- Difficulty in falling asleep.
- Daytime drowsiness.
- Loud snoring.
- Feeling sleepy during the day.
- Depression and anxiety.
- Lower leg movements during sleep.
The symptoms may differ with the various types of sleep disorders:
Insomnia or lack of adequate sleep includes any combination of difficulty with falling asleep, staying asleep, intermittent wakefulness, and early-morning awakening. This may be for a short-term (lasting 2 to 3 weeks). Illness, depression, anxiety, stress, poor sleeping environment, caffeine, abuse, alcoholism, heavy smoking, physical discomfort, daytime napping, certain medical conditions, and other sleeping habits like going to bed early, and excessive time spent awake in bed are common factors associated with insomnia.
Disorder of excessive sleepiness is called Hypersomnia. This includes symptoms of loss of breathing in between the sleep and it is called sleep apnea. This affects middle-aged men and causes excessive daytime sleepiness.
Narcolepsy is another condition in which the person will be feeling very sleepy during daytime even after getting a sound sleep at night.

Task 1:
In the sleep disorders text, how would you translate this sentence into Spanish: "Narcolepsy is another condition in which the person will be feeling very sleepy during daytime even after getting a sound sleep at night."
Task 2:
Answer these questions from the sleep disorders text:
(a) How long does short-term insomnia last?
(b) What is the disorder of excessive sleepiness called?
(c) Which group does sleep apnea affect?
Task 3:
Carry on the sleep disorders text from its final sentence.

Study material:
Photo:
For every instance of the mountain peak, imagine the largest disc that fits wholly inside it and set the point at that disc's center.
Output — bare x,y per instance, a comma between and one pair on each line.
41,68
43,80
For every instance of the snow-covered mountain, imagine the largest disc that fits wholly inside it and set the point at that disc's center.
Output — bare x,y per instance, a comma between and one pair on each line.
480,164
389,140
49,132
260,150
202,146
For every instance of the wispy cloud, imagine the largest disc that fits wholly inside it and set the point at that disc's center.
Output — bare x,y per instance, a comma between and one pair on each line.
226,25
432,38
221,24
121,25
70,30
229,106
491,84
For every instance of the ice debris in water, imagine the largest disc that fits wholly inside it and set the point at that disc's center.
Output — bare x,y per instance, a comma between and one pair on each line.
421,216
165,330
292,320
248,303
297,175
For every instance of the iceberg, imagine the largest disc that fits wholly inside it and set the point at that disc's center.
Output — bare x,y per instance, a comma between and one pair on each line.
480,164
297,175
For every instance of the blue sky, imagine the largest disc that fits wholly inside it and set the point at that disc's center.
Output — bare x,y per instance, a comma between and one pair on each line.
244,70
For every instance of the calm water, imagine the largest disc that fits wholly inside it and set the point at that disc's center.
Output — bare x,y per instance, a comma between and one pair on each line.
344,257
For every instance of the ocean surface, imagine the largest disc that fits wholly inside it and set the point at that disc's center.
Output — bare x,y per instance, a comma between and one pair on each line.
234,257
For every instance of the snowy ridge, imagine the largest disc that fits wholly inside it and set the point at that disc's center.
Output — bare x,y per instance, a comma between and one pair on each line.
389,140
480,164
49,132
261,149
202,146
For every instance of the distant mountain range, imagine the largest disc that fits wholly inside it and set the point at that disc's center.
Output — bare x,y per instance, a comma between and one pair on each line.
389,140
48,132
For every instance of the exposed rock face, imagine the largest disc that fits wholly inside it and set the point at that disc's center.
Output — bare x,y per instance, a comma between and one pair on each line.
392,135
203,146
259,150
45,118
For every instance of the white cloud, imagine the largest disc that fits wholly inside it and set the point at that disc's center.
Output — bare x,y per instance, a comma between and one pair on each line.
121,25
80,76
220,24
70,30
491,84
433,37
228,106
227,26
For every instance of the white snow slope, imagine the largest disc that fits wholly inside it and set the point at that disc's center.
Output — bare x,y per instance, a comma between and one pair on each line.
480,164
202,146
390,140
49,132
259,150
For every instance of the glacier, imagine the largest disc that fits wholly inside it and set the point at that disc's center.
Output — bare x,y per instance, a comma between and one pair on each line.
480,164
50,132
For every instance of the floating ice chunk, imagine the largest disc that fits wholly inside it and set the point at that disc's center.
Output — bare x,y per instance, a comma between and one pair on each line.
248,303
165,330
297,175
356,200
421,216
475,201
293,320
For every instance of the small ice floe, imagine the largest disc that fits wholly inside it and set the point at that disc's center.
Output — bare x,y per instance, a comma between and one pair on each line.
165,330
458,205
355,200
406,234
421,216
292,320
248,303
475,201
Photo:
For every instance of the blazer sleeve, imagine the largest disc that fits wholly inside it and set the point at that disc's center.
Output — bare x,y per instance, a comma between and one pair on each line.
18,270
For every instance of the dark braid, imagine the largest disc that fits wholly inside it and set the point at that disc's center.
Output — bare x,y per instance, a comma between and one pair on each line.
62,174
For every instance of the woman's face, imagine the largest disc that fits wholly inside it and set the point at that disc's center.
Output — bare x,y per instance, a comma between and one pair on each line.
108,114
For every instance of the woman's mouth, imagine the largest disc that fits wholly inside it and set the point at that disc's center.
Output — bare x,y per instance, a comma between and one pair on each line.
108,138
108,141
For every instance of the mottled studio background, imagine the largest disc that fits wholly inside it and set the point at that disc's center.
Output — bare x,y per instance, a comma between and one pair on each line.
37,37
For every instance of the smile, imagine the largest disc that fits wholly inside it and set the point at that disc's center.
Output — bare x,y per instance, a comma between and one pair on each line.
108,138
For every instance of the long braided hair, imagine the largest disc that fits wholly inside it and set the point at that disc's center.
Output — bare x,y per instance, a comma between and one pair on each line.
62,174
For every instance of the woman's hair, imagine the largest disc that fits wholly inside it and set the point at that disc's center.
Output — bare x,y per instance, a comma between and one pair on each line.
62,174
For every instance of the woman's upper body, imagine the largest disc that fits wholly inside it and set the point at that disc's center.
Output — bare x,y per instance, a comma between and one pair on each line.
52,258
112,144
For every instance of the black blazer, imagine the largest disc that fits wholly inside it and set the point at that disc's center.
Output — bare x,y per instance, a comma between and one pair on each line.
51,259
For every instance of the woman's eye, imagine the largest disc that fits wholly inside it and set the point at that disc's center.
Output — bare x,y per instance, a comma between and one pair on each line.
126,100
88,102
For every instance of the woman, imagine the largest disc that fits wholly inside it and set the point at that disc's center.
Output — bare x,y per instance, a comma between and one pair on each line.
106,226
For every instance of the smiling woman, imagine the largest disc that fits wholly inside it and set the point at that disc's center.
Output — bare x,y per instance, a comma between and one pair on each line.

Exercise response 1:
La narcolepsia es otra afección en la que la persona se siente muy somnolienta durante el día incluso después de haber dormido profundamente por la noche.

Exercise response 2:
(a) 2 to 3 weeks.
(b) Hypersomnia.
(c) Middle-aged men.

Exercise response 3:
Nocturnal myoclonus is the third disorder in the group with periodic lower-leg movements during sleep with associated daytime sleepiness, or complaints of insomnia.
Problems in having a regular sleep schedule
For many people maintaining a consistent sleep and waking up schedule as a result of disruptions of normal times of sleeping and wakefulness is difficult. This happens to persons traveling between times zones and working in shifts on rotating schedules, particularly with night time workers.
Some people with sleep disorders exhibit abnormal behaviors during sleep and they are called parasomnias. This condition is common in children.